>> START Stored data

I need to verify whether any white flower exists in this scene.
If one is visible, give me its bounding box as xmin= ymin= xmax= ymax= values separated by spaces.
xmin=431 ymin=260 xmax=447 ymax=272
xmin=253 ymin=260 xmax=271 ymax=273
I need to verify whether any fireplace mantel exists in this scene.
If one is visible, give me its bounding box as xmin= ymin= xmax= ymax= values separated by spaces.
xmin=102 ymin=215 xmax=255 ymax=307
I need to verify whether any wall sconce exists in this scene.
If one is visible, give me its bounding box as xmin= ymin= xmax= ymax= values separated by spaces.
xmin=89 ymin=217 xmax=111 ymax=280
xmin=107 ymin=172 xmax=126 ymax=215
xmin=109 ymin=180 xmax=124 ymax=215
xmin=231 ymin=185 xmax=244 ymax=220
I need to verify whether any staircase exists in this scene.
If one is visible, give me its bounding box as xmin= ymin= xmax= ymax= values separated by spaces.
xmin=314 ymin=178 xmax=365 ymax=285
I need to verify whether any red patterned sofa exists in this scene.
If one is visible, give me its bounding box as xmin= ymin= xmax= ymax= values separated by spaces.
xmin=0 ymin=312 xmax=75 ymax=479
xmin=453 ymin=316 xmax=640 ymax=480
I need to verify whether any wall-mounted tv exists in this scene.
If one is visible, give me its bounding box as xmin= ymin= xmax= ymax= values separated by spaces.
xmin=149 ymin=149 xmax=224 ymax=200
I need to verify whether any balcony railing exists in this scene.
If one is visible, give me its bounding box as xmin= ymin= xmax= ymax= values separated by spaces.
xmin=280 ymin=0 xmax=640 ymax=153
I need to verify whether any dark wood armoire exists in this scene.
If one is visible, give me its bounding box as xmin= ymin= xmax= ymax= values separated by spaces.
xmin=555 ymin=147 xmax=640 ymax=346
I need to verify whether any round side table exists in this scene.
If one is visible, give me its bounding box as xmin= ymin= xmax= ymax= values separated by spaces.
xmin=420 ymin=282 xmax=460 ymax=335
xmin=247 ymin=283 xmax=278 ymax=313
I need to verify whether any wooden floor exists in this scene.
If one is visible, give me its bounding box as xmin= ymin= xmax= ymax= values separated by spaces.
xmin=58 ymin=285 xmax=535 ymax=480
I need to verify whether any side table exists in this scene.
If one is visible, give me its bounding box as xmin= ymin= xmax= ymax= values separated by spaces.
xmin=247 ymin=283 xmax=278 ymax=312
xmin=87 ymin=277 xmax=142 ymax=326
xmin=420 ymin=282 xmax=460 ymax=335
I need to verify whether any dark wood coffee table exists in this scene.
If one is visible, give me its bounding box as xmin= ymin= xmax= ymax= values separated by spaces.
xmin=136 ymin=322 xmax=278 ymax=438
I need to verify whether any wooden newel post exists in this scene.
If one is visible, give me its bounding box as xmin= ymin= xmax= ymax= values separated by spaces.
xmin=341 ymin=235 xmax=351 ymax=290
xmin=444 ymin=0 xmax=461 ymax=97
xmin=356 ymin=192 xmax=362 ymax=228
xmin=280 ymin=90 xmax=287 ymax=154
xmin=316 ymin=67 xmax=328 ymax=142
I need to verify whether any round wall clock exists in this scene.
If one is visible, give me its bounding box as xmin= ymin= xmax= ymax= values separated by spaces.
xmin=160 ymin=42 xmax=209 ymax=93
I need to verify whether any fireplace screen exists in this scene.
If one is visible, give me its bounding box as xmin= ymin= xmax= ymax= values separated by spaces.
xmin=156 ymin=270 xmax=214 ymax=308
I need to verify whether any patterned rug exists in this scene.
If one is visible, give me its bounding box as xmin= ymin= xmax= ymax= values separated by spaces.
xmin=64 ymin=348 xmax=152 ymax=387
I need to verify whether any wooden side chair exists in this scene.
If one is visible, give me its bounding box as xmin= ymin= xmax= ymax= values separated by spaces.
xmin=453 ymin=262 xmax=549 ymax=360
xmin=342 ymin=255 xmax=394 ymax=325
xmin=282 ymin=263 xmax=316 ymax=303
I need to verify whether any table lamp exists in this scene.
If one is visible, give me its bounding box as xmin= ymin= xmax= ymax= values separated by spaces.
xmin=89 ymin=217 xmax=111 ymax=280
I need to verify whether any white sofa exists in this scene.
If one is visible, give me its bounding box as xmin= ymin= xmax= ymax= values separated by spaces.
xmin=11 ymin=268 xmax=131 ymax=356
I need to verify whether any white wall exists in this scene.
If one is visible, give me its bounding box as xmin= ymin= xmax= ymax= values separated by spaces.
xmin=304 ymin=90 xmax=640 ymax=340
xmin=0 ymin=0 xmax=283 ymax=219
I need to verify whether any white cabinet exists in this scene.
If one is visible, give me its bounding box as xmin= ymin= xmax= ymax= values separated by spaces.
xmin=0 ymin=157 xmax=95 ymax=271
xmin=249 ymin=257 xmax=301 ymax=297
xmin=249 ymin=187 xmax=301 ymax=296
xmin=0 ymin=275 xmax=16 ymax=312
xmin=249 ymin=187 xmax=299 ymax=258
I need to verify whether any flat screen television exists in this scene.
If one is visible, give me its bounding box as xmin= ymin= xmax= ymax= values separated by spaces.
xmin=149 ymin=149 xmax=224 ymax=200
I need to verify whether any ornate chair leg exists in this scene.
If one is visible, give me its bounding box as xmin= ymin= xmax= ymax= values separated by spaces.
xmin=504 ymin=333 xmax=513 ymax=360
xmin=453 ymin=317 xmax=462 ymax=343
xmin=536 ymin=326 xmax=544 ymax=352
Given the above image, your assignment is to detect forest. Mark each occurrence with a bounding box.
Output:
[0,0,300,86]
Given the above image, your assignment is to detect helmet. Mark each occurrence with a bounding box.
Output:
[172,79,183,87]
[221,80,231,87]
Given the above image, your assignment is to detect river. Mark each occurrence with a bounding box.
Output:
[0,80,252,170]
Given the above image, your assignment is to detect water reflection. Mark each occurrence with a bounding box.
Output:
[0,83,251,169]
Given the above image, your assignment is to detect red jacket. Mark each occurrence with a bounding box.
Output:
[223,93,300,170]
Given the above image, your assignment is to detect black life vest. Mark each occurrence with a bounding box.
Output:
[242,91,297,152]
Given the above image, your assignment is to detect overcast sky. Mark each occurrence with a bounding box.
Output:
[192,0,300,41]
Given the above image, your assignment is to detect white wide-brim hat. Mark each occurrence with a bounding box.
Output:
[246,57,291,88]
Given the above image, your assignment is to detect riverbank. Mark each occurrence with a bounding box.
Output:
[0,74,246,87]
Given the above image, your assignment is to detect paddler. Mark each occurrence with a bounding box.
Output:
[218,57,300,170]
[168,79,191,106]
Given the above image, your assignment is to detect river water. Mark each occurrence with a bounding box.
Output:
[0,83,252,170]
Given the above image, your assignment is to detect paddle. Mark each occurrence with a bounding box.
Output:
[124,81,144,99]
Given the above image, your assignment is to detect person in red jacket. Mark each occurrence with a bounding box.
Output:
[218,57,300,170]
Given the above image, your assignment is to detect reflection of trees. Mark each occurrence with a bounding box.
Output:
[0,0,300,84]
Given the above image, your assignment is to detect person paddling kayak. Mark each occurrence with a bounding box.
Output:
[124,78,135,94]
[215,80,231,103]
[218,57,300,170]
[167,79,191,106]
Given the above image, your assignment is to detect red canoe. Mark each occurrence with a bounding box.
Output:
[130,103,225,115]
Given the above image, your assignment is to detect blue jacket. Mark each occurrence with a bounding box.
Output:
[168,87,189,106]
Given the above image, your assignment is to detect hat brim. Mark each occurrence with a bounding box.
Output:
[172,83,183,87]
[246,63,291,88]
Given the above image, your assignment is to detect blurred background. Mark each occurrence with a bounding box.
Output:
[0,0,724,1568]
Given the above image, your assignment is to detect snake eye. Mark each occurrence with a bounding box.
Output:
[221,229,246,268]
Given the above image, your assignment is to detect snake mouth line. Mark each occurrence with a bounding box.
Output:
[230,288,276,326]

>> END Stored data

**What the task requires**
Convert the rows, starting with the line that contains "I need to verify whether any wooden floor" and going on through the line that contains "xmin=136 ymin=322 xmax=278 ymax=438", into a two-column CSV with the columns text and answer. Give one CSV line per row, putting the row's wording and its answer each in a single quoted field with line breaks turned into spaces.

**Answer to this exercise**
text,answer
"I need to verify whether any wooden floor exists in this scene. If one is visible, give me its bounding box as xmin= ymin= xmax= ymax= values separated by spaces.","xmin=58 ymin=285 xmax=535 ymax=480"
"I need to verify whether any side table exists in this scene. If one is visible, give me its bounding box as xmin= ymin= xmax= ymax= values separated by spaces.","xmin=247 ymin=283 xmax=278 ymax=312 xmin=87 ymin=277 xmax=142 ymax=326 xmin=420 ymin=282 xmax=460 ymax=335"
"I need to verify whether any dark wood coffee table exists in this scene. If one is visible, give me its bounding box as xmin= ymin= xmax= ymax= values separated by spaces.","xmin=136 ymin=322 xmax=278 ymax=438"